Records shown:
--- --- ---
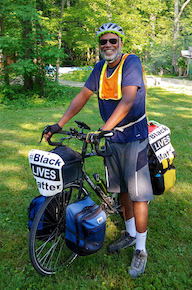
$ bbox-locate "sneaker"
[108,232,136,252]
[129,250,147,278]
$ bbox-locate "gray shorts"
[105,138,153,201]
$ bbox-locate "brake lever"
[38,125,51,144]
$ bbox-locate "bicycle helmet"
[96,22,125,42]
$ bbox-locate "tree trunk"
[55,0,65,82]
[0,14,10,86]
[23,20,33,90]
[172,0,191,73]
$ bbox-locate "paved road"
[59,76,192,92]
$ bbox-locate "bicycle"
[29,121,123,276]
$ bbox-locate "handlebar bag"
[51,145,82,185]
[65,196,106,256]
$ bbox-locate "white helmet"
[96,22,125,42]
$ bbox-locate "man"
[45,23,153,277]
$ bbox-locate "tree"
[172,0,191,73]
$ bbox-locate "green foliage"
[178,57,187,70]
[60,67,92,82]
[0,79,80,109]
[0,0,192,97]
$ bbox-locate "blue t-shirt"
[85,54,148,143]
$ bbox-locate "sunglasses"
[99,38,118,45]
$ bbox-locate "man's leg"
[108,193,136,252]
[129,201,148,278]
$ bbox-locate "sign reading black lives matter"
[149,125,174,163]
[28,149,64,196]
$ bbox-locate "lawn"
[0,87,192,290]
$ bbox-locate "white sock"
[135,231,147,252]
[125,217,136,237]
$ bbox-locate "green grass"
[60,67,92,82]
[0,88,192,290]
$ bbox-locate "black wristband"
[50,124,62,134]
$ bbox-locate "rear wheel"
[29,185,88,275]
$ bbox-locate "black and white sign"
[149,125,174,162]
[28,149,64,196]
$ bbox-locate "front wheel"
[29,185,88,275]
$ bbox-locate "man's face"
[99,33,123,61]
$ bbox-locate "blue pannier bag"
[28,195,58,240]
[65,196,106,256]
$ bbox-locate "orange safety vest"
[99,53,129,100]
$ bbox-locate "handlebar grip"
[95,143,112,157]
[47,137,62,146]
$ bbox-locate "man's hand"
[43,124,62,141]
[86,129,102,144]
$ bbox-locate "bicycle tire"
[29,185,88,276]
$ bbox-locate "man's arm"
[102,86,138,130]
[44,86,93,141]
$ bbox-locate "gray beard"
[99,43,121,63]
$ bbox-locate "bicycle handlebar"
[42,121,114,157]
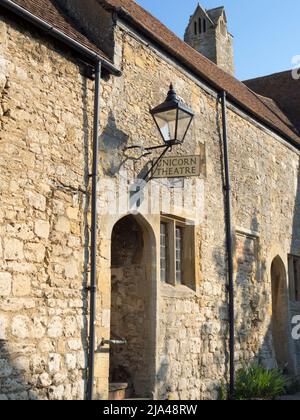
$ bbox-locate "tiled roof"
[244,71,300,133]
[97,0,300,146]
[0,0,108,60]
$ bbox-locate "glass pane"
[176,227,182,284]
[177,111,192,141]
[154,109,177,141]
[160,223,168,283]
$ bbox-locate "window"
[160,216,196,290]
[175,227,183,284]
[160,223,168,283]
[289,255,300,302]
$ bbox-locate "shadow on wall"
[100,111,129,176]
[81,76,92,398]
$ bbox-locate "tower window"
[160,223,169,283]
[199,18,202,34]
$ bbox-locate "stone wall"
[96,21,299,399]
[0,15,93,399]
[0,4,300,399]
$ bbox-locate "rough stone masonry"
[0,3,300,400]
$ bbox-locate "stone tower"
[184,4,234,75]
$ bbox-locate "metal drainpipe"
[87,61,102,400]
[220,92,235,400]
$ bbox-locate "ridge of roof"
[244,70,300,135]
[97,0,300,148]
[0,0,300,148]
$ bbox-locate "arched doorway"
[271,256,289,371]
[110,215,155,398]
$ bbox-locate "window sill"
[160,283,198,299]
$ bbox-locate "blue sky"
[136,0,300,80]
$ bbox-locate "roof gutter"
[0,0,122,76]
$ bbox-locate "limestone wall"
[0,16,92,399]
[0,5,300,399]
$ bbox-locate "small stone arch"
[271,256,289,371]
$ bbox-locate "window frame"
[288,254,300,303]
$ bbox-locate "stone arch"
[271,255,289,370]
[110,214,157,398]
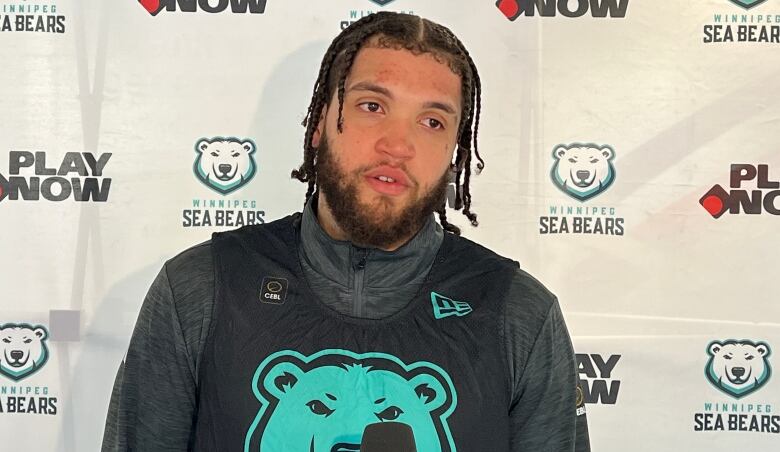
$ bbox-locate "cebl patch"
[260,276,287,304]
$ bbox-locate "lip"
[364,165,412,196]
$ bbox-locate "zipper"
[352,249,368,317]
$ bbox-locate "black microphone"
[360,422,417,452]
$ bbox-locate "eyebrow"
[347,82,457,116]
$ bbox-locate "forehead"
[346,45,461,108]
[0,327,32,337]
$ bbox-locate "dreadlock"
[291,11,485,234]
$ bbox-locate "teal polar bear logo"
[705,339,772,399]
[0,323,49,381]
[550,143,615,201]
[244,349,457,452]
[194,137,256,195]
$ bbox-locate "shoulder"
[443,233,519,276]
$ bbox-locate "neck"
[316,192,413,251]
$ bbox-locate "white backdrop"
[0,0,780,451]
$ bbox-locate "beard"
[316,134,449,249]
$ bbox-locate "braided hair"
[291,11,485,234]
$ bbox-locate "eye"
[358,102,382,113]
[306,400,336,417]
[425,118,444,130]
[375,406,404,421]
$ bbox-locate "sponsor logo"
[539,143,624,235]
[182,137,265,228]
[193,137,257,195]
[431,292,473,320]
[0,323,57,415]
[138,0,267,16]
[702,0,780,44]
[339,0,414,30]
[576,353,621,404]
[574,383,585,416]
[699,163,780,218]
[260,276,287,304]
[0,151,112,202]
[693,339,780,433]
[496,0,628,21]
[704,339,772,399]
[0,0,65,33]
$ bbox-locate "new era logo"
[431,292,473,319]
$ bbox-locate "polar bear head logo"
[705,340,772,399]
[550,143,615,201]
[245,350,457,452]
[0,323,49,381]
[194,137,255,195]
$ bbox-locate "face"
[312,46,461,249]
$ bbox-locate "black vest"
[194,214,517,452]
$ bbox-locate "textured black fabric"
[103,210,589,452]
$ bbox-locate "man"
[103,12,589,452]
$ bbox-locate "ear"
[262,362,305,400]
[409,374,447,411]
[311,105,328,149]
[707,341,723,356]
[553,146,568,160]
[241,140,255,154]
[195,138,211,154]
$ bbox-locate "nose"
[376,121,415,160]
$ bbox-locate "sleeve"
[505,280,590,452]
[102,264,197,452]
--- --- ---
Task details:
Please rewrite all the records above, changing every "bicycle" to "bike" and keeping everything else the same. Leave out the picture lines.

Exercise response:
$ bbox-locate "sneaker"
[108,232,136,252]
[129,250,147,278]
$ bbox-locate "gray shorts"
[105,138,153,201]
$ bbox-locate "brake lever"
[38,125,51,144]
$ bbox-locate "bike helmet"
[96,22,125,42]
$ bbox-locate "tree trunk"
[55,0,65,82]
[0,14,10,86]
[23,20,33,90]
[172,0,191,73]
$ bbox-locate "paved road"
[59,76,192,92]
$ bbox-locate "bike"
[29,121,123,276]
$ bbox-locate "handlebar bag"
[51,145,82,185]
[65,196,106,256]
$ bbox-locate "white helmet"
[96,22,125,42]
$ bbox-locate "man"
[45,23,153,277]
$ bbox-locate "tree"
[172,0,191,73]
$ bbox-locate "green foliage"
[178,57,187,70]
[60,67,92,82]
[0,79,80,109]
[0,0,192,97]
$ bbox-locate "blue t-shirt"
[85,54,148,143]
$ bbox-locate "sunglasses"
[99,38,118,45]
$ bbox-locate "man's leg"
[108,193,136,252]
[129,201,148,278]
$ bbox-locate "sign reading black lives matter"
[149,125,174,163]
[28,149,64,196]
$ bbox-locate "lawn"
[0,87,192,290]
$ bbox-locate "white sock"
[135,231,147,252]
[125,217,136,237]
$ bbox-locate "green grass"
[60,67,92,82]
[0,88,192,290]
$ bbox-locate "black wristband"
[50,124,62,134]
$ bbox-locate "rear wheel"
[29,185,88,275]
$ bbox-locate "black and white sign"
[149,125,174,162]
[28,149,64,196]
$ bbox-locate "front wheel"
[29,185,88,275]
$ bbox-locate "man's face"
[99,33,123,61]
$ bbox-locate "blue pannier bag"
[28,195,58,240]
[65,196,106,256]
$ bbox-locate "orange safety vest"
[99,53,129,100]
$ bbox-locate "handlebar grip"
[95,143,112,157]
[47,137,62,146]
$ bbox-locate "man's hand"
[43,124,62,141]
[86,129,102,144]
$ bbox-locate "bike tire"
[29,185,88,276]
$ bbox-locate "man's arm"
[102,86,138,130]
[44,86,93,141]
$ bbox-locate "gray beard"
[99,43,121,63]
$ bbox-locate "bike handlebar"
[42,121,114,157]
$ bbox-locate "tiled roof"
[244,71,300,133]
[97,0,300,146]
[0,0,108,60]
$ bbox-locate "glass pane"
[176,227,182,284]
[177,111,192,141]
[154,109,177,141]
[160,223,168,283]
$ bbox-locate "window"
[160,216,196,290]
[175,227,183,284]
[160,223,168,283]
[289,255,300,302]
$ bbox-locate "shadow on wall"
[100,111,129,176]
[81,76,92,398]
$ bbox-locate "tower window"
[160,223,169,283]
[199,18,202,34]
$ bbox-locate "stone wall"
[96,21,299,399]
[0,15,93,399]
[0,4,300,399]
$ bbox-locate "rough stone masonry"
[0,3,300,400]
$ bbox-locate "stone tower"
[184,4,234,75]
$ bbox-locate "metal drainpipe"
[87,61,102,400]
[220,92,235,400]
$ bbox-locate "ridge of roof"
[244,70,300,135]
[97,0,300,148]
[0,0,300,148]
$ bbox-locate "arched doorway"
[271,256,289,371]
[110,215,155,398]
$ bbox-locate "window sill"
[160,283,198,299]
$ bbox-locate "blue sky"
[136,0,300,80]
$ bbox-locate "roof gutter"
[0,0,122,76]
$ bbox-locate "limestone wall"
[0,16,92,399]
[0,5,300,399]
$ bbox-locate "small stone arch"
[271,256,289,371]
$ bbox-locate "window frame"
[288,254,300,303]
$ bbox-locate "stone arch"
[271,255,289,370]
[110,214,157,398]
$ bbox-locate "cebl patch"
[260,276,287,304]
$ bbox-locate "lip"
[364,165,412,196]
$ bbox-locate "zipper"
[352,249,368,317]
$ bbox-locate "black microphone"
[360,422,417,452]
$ bbox-locate "eyebrow"
[347,82,457,116]
$ bbox-locate "forehead"
[346,45,461,108]
[0,327,32,337]
$ bbox-locate "dreadlock"
[291,11,485,234]
$ bbox-locate "teal polar bear logo"
[705,339,772,399]
[0,323,49,381]
[550,143,615,201]
[244,349,457,452]
[194,137,256,195]
$ bbox-locate "shoulder"
[443,233,519,276]
$ bbox-locate "neck"
[316,192,413,251]
$ bbox-locate "white backdrop"
[0,0,780,451]
$ bbox-locate "beard"
[316,134,449,249]
$ bbox-locate "braided hair"
[291,11,485,234]
$ bbox-locate "eye"
[358,102,382,113]
[306,400,336,417]
[425,118,444,130]
[375,406,404,421]
$ bbox-locate "sponsor logo"
[539,143,624,235]
[182,137,265,228]
[193,137,257,195]
[431,292,473,320]
[0,323,57,415]
[138,0,267,16]
[702,0,780,44]
[339,0,414,30]
[576,353,621,404]
[574,383,585,416]
[699,163,780,218]
[260,276,287,304]
[0,151,112,202]
[693,339,780,433]
[496,0,628,21]
[704,339,772,399]
[0,0,65,33]
$ bbox-locate "new era logo"
[431,292,473,319]
$ bbox-locate "polar bear head logo"
[705,340,772,399]
[550,143,615,201]
[245,350,457,452]
[0,323,49,381]
[194,137,255,195]
$ bbox-locate "face"
[312,46,461,249]
$ bbox-locate "black vest"
[194,214,517,452]
$ bbox-locate "textured black fabric"
[103,210,589,452]
$ bbox-locate "man"
[103,12,589,452]
$ bbox-locate "ear"
[262,362,305,400]
[409,374,447,411]
[311,105,328,149]
[707,341,723,356]
[553,146,568,160]
[241,140,255,154]
[195,138,211,154]
$ bbox-locate "nose"
[376,121,415,160]
$ bbox-locate "sleeve"
[505,280,590,452]
[102,264,197,452]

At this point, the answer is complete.